From the records below, copy every line that contains the string "lamp". Case counts.

# RECORDS FOR THE EXERCISE
# # # # # # #

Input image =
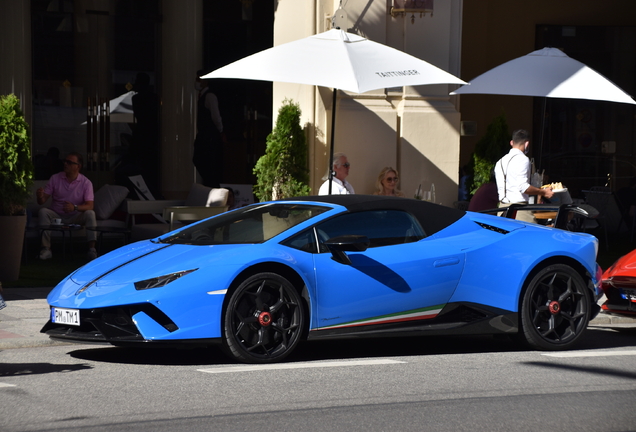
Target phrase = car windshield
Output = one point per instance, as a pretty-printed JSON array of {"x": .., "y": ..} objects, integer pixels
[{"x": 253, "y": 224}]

# # # # # # #

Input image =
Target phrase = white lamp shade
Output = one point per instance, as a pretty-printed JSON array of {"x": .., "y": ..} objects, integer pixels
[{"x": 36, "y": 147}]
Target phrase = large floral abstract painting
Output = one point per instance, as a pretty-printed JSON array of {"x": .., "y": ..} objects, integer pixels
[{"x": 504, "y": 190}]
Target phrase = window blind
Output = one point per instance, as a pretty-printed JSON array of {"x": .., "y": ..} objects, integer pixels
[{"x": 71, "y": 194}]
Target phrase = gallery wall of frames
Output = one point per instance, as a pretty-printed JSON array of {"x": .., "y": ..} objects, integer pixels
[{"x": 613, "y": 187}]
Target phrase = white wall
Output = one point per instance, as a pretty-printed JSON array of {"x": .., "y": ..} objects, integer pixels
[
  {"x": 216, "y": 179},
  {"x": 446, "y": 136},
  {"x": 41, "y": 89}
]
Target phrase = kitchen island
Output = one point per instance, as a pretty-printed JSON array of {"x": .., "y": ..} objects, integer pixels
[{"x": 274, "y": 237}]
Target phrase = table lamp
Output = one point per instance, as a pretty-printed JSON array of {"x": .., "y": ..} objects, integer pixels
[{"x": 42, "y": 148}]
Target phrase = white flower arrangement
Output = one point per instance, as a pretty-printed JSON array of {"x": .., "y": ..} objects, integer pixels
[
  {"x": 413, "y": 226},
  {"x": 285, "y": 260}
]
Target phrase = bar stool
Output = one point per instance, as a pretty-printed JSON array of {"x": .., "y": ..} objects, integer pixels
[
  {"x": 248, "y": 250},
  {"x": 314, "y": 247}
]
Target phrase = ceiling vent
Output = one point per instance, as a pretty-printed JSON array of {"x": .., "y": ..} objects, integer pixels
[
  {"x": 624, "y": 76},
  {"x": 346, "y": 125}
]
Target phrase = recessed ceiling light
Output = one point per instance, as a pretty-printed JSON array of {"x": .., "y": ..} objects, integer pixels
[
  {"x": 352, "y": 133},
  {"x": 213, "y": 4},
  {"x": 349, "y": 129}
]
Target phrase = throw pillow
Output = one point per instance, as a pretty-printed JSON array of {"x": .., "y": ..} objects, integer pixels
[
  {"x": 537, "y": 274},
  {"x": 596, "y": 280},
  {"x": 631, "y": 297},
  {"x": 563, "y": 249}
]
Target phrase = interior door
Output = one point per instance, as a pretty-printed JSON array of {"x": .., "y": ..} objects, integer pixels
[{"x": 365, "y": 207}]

# # # # # # #

# RESULT OF THE TASK
Target phrase = white lamp shade
Target phrase = table lamp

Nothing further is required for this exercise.